• WRITTEN EXERCISE 1
Decide whether each statement agrees with the passage about the museum exhibition, answering yes or no and quoting the deciding words from the passage: (a) The screen that greets visitors has 16 panels. (b) Subodh Gupta is based in Mumbai. (c) The utensils in the installation hang unused along the wall.
• WRITTEN EXERCISE 2
Extend the passage about the museum exhibition with one more paragraph that follows on from its final sentence.
=== PASSAGE PROVIDED ===
As visitors enter the exhibition through the lower level of the museum, they are greeted by a 16-panel screen with shifting displays of introductory text, images of the artists at work in their studios, and photographs of the artists’ home cities of Beijing, Shanghai, Delhi, Mumbai, and Seoul. The atmosphere of the subterranean space signals a shift in energy from the airy galleries above; the dim lighting and pulsing music in the stairwell feels familiar to the city dweller—a reminder of busy streets, subway platforms, and bustling bars.
Within the gallery, an impressive flash of metal emanates from a massive bank of shiny brass and stainless steel utensils- Subodh Gupta’s installation, Take Off Your Shoes and Wash Your Hands, annexes the entire width of a nearly fifty-foot-long wall. The repeated, consistent shapes of various pieces of kitchenware calls to mind the modular aesthetic of modernist architecture such as the mid-century structures of Mies van der Rohe. Each individual unit would be a mundane addition to a kitchen in Delhi, where the artist is based, but taken as a whole, the everyday objects (plates, spoons, and vessels) stand as an artillery of organization and preparedness. While the piece speaks of volume—the large numbers of people who populate a city, the power of multitudes, and the presence of hunger and poverty in large metropolises- it is also disassociated from the function of preparing and serving food; the objects hang unused along the wall.
=== SUPPLIED RECORDS ===
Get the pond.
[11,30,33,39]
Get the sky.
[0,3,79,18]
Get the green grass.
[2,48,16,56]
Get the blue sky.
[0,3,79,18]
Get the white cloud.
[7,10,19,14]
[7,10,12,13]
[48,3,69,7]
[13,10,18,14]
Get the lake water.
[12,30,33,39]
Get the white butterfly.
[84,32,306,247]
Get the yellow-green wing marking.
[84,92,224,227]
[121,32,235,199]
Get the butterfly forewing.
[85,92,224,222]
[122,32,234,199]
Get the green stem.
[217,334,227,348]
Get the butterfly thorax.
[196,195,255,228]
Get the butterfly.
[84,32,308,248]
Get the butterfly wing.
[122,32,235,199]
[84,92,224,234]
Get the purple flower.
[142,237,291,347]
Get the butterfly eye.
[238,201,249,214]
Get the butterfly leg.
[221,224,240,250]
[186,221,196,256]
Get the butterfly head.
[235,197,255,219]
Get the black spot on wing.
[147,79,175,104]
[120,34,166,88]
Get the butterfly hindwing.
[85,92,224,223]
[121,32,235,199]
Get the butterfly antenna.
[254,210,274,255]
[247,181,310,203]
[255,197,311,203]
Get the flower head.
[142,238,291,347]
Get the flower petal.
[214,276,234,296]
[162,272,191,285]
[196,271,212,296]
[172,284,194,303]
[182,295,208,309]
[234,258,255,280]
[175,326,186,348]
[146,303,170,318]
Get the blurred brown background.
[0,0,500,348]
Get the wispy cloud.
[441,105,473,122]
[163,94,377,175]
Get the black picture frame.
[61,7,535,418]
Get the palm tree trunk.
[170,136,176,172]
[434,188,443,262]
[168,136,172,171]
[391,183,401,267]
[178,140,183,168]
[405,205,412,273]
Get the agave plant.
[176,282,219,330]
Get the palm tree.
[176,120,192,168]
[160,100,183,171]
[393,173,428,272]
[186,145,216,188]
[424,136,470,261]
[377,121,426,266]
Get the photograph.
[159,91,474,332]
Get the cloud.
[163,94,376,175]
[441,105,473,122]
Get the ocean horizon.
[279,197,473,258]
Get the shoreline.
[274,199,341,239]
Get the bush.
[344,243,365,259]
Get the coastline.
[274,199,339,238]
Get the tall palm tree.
===
• TASK ANSWER 1
(a) Yes: "a 16-panel screen"
(b) No: "a kitchen in Delhi, where the artist is based"
(c) Yes: "the objects hang unused along the wall"

• TASK ANSWER 2
Near Gupta’s installation, Build me a nest so I can rest, by Hema Upadhyay, also uses repetition and scale, but to contrasting effect. A single, equally long shelf stretches the length of the wall, on which stand hundreds of small, found statuettes of birds altered to resemble migratory species. The little creatures perch in twee clusters with a slender strand of typed text in each of their beaks. Observing this work requires pausing to look closely at individual statuettes, while also reckoning with the conglomeration. Each bird is meant to represent a migrant to Mumbai, and the lines of text in their beaks are quotations found online and from print sources that speak in varied ways to the experience of exile in an large, ever-modernizing city. Read from the varied angles from tiny beaks, it is easier to catch phrases rather than entire lines. One reads in part, “Go spend time with the aspen.” Another, “How often I have lain beneath rain on a strange roof, thinking of home.” The birds are a motley flock, and the words they hold are aggregates of human sentiment, while seeming to come directly from nature.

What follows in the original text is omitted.